- **What you have to do**
Copy out the rows below, changing every "one space apart" to "separated by a space" and leaving everything else untouched. Omit the pictures from your answer.

- **Records for the exercise**

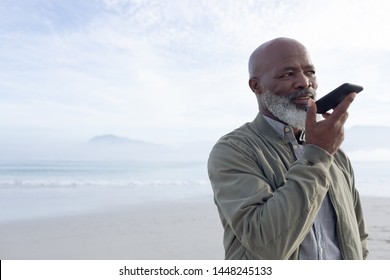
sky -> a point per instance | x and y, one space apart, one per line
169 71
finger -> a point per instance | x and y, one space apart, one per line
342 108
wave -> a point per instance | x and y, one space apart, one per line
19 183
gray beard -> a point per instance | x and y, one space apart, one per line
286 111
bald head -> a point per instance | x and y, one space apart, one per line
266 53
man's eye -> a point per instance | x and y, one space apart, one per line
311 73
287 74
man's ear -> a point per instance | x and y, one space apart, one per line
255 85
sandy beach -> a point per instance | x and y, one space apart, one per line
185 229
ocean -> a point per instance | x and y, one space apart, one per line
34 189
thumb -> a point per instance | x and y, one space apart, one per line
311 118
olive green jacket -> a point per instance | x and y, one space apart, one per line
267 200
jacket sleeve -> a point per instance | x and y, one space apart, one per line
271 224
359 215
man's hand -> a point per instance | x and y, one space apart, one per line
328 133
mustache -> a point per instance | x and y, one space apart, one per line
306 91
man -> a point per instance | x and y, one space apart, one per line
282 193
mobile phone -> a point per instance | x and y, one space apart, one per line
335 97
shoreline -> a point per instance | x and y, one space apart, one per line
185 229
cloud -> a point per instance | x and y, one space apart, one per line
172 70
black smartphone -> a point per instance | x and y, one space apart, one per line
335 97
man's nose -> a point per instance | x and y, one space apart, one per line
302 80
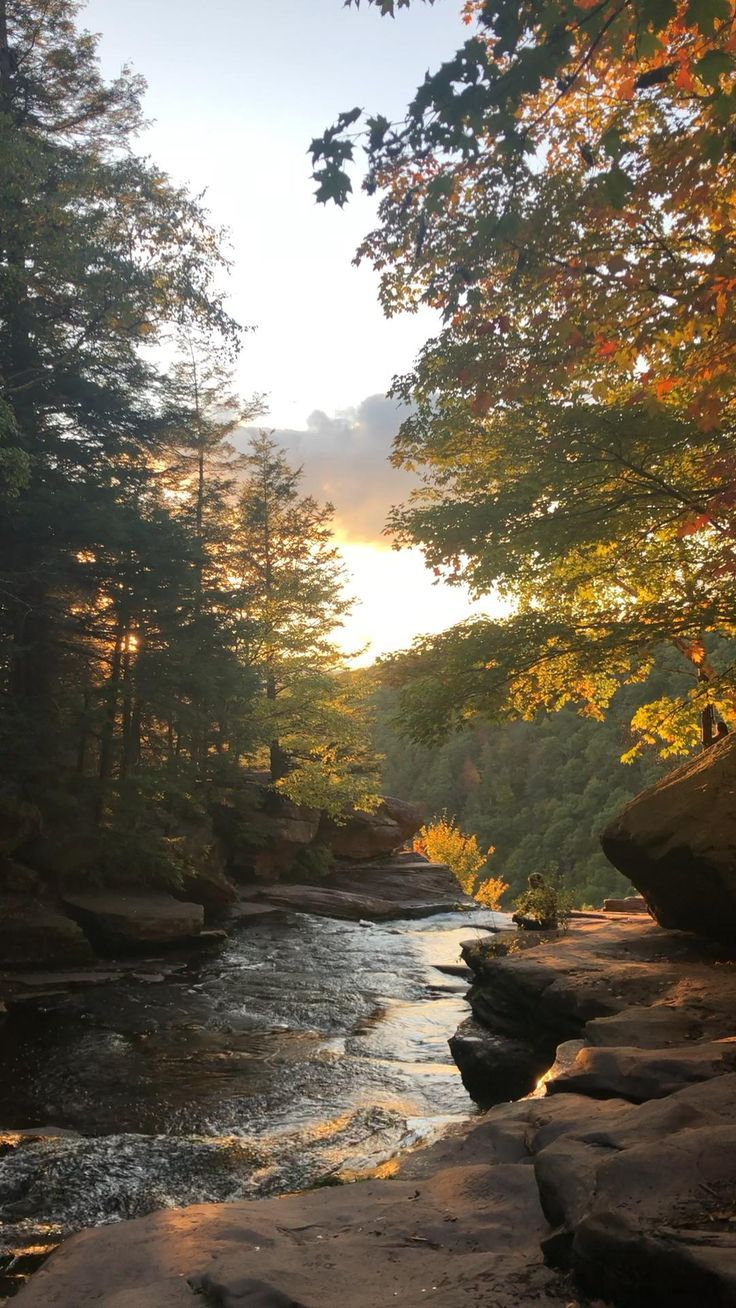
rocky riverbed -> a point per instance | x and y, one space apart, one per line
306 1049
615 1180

- **The response**
sky -> a point per instance | x and y, separated by a space, one per line
169 71
finger -> a point per instance | x and y, separated by a space, one per line
342 108
wave -> a point per instance | x and y, separated by a space, one per line
19 183
gray beard -> a point per instance | x and y, separated by a space, one per line
286 111
bald head -> a point per instance | x and y, separated by a space, one per line
266 53
man's eye -> a point per instance | x and y, separated by a space, one per line
311 73
287 74
man's ear -> a point per instance | x and y, separated by a space, one per line
255 85
sandy beach -> a point per instance | x and y, separated by a space, one per line
185 229
ocean -> a point per instance | x and y, separated by a space, one per line
34 189
thumb -> a point per instance | x and y, separated by a space, one per line
311 118
olive green jacket -> a point per instance | x and y, separated by a space, one per line
267 200
jacket sleeve -> a point per instance | x and y, separated by a space, one per line
271 224
359 215
man's hand -> a point per instance | x and y, separated by a space, one per line
328 133
mustache -> a point per instance | x and y, separated by a space, one per line
306 91
man -> a point per instance | x and y, separated by a space, one per line
282 193
mobile phone -> a point per instance | x and y, separated by a space, one per line
335 97
shoreline -> a point per instance | x and y, separated by a space, one per line
185 229
cloud -> a point per instance | x and y, separated by a space, one per line
172 70
black smartphone -> a point per instance | x and y, separated by a space, one per line
335 97
man's nose -> a point per instance | x and y, separated by a space, one per line
302 80
rocky riverbed -> a point per instance | x and y, separated by a space, one per line
306 1049
615 1180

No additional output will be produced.